▶ [AIM OF THE EXERCISE]
Only the lines from the line containing "A point belongs on each instance of the patterned" to the end of the entries should be repeated, exactly as they appear.
━━ RECORDS PROVIDED
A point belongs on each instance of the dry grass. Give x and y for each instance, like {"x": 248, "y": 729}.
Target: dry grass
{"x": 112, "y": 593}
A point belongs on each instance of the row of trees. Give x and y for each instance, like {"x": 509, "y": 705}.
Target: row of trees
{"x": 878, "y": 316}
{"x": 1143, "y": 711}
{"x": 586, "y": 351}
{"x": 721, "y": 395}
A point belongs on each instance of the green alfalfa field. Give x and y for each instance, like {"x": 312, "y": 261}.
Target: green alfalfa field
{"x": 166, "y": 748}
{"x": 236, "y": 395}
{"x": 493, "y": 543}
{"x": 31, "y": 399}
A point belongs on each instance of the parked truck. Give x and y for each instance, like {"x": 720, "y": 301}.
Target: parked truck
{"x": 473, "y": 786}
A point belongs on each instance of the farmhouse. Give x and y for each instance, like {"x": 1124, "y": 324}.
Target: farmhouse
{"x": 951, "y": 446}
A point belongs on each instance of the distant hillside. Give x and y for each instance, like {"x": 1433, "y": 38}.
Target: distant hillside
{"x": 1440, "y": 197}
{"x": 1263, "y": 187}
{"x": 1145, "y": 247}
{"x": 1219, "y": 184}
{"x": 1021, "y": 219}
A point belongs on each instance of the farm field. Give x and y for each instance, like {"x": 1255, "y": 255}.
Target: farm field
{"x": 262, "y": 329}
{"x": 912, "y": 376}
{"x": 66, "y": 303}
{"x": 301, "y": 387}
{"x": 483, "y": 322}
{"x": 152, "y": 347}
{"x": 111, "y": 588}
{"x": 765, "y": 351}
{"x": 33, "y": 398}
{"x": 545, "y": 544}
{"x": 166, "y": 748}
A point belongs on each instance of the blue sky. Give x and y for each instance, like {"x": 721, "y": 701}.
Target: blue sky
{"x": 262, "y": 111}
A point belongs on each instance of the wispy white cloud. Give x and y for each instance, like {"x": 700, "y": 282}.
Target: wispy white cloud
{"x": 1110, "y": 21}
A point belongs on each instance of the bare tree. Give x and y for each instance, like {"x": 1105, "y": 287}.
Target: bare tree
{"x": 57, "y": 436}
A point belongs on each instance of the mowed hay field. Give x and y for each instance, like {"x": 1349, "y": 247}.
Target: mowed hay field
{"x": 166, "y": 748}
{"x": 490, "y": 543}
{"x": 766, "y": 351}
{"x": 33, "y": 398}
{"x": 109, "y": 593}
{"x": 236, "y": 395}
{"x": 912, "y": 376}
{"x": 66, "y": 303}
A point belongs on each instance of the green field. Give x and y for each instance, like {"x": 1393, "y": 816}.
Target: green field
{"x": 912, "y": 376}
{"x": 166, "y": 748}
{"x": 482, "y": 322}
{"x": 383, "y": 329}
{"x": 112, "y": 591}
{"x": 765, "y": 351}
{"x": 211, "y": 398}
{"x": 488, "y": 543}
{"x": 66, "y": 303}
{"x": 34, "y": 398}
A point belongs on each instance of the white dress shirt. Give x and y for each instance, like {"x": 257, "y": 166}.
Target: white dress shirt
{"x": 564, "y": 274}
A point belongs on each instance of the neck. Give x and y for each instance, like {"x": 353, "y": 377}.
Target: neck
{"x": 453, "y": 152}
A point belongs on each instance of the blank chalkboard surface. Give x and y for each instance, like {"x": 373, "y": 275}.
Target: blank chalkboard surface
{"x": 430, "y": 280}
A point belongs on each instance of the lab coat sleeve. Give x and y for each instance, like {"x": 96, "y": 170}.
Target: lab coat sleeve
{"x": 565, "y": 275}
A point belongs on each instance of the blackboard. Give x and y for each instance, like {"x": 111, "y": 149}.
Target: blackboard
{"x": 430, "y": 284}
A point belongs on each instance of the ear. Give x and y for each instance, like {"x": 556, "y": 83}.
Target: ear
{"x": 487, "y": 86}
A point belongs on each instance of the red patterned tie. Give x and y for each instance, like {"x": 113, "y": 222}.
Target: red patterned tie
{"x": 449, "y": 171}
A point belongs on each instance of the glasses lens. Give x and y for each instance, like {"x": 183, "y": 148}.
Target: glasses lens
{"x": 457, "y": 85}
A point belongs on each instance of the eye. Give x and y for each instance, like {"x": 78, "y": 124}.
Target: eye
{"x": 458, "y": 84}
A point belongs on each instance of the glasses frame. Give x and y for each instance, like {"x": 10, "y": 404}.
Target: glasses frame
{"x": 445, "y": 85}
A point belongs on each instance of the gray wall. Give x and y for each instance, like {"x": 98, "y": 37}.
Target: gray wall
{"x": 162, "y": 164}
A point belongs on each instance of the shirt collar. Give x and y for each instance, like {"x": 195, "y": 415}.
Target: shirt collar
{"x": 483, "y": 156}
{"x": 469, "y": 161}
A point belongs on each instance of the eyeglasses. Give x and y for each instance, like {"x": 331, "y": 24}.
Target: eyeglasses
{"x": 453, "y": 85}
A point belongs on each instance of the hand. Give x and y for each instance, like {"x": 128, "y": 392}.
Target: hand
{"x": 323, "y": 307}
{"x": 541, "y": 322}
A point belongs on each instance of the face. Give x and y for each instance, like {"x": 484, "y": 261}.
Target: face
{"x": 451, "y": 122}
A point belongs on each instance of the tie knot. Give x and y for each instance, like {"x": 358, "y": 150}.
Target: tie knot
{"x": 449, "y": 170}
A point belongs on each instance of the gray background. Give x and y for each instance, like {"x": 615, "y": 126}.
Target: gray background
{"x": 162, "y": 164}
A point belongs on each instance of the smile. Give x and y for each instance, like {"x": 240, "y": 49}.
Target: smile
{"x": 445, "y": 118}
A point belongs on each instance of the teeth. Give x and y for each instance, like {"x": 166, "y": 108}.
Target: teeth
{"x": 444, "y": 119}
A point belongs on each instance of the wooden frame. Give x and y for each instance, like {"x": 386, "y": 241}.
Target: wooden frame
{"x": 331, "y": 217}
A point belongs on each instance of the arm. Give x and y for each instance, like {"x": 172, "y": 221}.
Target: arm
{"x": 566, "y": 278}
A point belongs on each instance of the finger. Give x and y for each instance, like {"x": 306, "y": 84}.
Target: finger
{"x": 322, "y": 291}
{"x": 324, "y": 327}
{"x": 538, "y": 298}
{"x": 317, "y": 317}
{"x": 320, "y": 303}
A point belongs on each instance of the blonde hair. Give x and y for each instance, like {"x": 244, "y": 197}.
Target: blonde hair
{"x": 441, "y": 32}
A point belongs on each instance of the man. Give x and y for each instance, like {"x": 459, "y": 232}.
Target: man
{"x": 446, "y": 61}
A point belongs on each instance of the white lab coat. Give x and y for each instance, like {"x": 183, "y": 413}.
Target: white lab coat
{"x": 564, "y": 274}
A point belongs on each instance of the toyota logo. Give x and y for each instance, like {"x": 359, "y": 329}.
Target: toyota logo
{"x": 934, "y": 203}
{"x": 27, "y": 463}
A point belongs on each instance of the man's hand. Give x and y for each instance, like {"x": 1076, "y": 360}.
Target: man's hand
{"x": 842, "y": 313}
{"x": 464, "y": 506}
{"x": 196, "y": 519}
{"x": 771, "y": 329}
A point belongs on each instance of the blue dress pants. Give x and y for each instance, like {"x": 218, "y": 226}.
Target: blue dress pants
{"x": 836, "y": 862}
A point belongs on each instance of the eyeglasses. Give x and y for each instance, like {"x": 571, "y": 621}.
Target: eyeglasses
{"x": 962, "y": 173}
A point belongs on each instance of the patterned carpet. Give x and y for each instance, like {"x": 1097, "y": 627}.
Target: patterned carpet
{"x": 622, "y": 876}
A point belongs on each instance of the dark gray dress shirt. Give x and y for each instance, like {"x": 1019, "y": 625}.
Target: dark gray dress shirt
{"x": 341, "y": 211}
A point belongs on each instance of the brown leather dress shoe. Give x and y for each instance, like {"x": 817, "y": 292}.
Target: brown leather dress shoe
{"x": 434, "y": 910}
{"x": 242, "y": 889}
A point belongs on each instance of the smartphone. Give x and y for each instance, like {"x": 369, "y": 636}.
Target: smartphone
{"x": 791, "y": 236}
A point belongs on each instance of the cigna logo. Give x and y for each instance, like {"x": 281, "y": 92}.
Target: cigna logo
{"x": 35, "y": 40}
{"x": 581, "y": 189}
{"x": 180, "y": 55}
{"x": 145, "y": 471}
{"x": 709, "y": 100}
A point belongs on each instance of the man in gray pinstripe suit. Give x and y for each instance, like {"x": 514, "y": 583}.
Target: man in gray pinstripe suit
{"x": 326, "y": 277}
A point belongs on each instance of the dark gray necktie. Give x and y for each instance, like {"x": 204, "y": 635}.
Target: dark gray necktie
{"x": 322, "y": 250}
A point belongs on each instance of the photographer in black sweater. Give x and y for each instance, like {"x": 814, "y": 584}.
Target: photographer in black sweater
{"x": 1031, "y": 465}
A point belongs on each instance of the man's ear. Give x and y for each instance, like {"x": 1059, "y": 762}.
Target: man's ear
━━━━
▶ [RESPONSE]
A point belongs on each instance of the patterned carpet. Give x and y for each instance, like {"x": 1097, "y": 627}.
Target: patterned carpet
{"x": 622, "y": 876}
A point belongs on each instance of the dark gray dress shirt. Give x and y for each instance, like {"x": 1019, "y": 625}.
Target: dark gray dress shirt
{"x": 341, "y": 211}
A point belongs on each instance of the brown leather dress shoe. Give x and y for each instance, like {"x": 817, "y": 292}.
Target: brown leather dress shoe
{"x": 434, "y": 910}
{"x": 242, "y": 889}
A point belongs on each instance of the smartphone. Give x and y for each instance, like {"x": 369, "y": 636}.
Target: smartphone
{"x": 791, "y": 236}
A point belongs on each instance of the cigna logo. Give x and y for each instance, like {"x": 281, "y": 92}.
Target: cigna logo
{"x": 35, "y": 40}
{"x": 581, "y": 189}
{"x": 180, "y": 55}
{"x": 145, "y": 471}
{"x": 709, "y": 100}
A point belongs on each instance of the man in gray pinstripe suit. Give x and y for each instance, like {"x": 514, "y": 583}.
Target: man in gray pinstripe suit
{"x": 326, "y": 277}
A point belongs on each instance of the dark gray necktie. Give x and y for each instance, like {"x": 204, "y": 635}.
Target: dark gray necktie
{"x": 322, "y": 250}
A point belongs on each instance of the photographer in black sweater. Give x and y for each instance, like {"x": 814, "y": 584}.
Target: photographer in black sweater
{"x": 1031, "y": 465}
A point belongs on each instance of the man's ear. Give x and y for each instance, like {"x": 1059, "y": 762}.
Target: man's ear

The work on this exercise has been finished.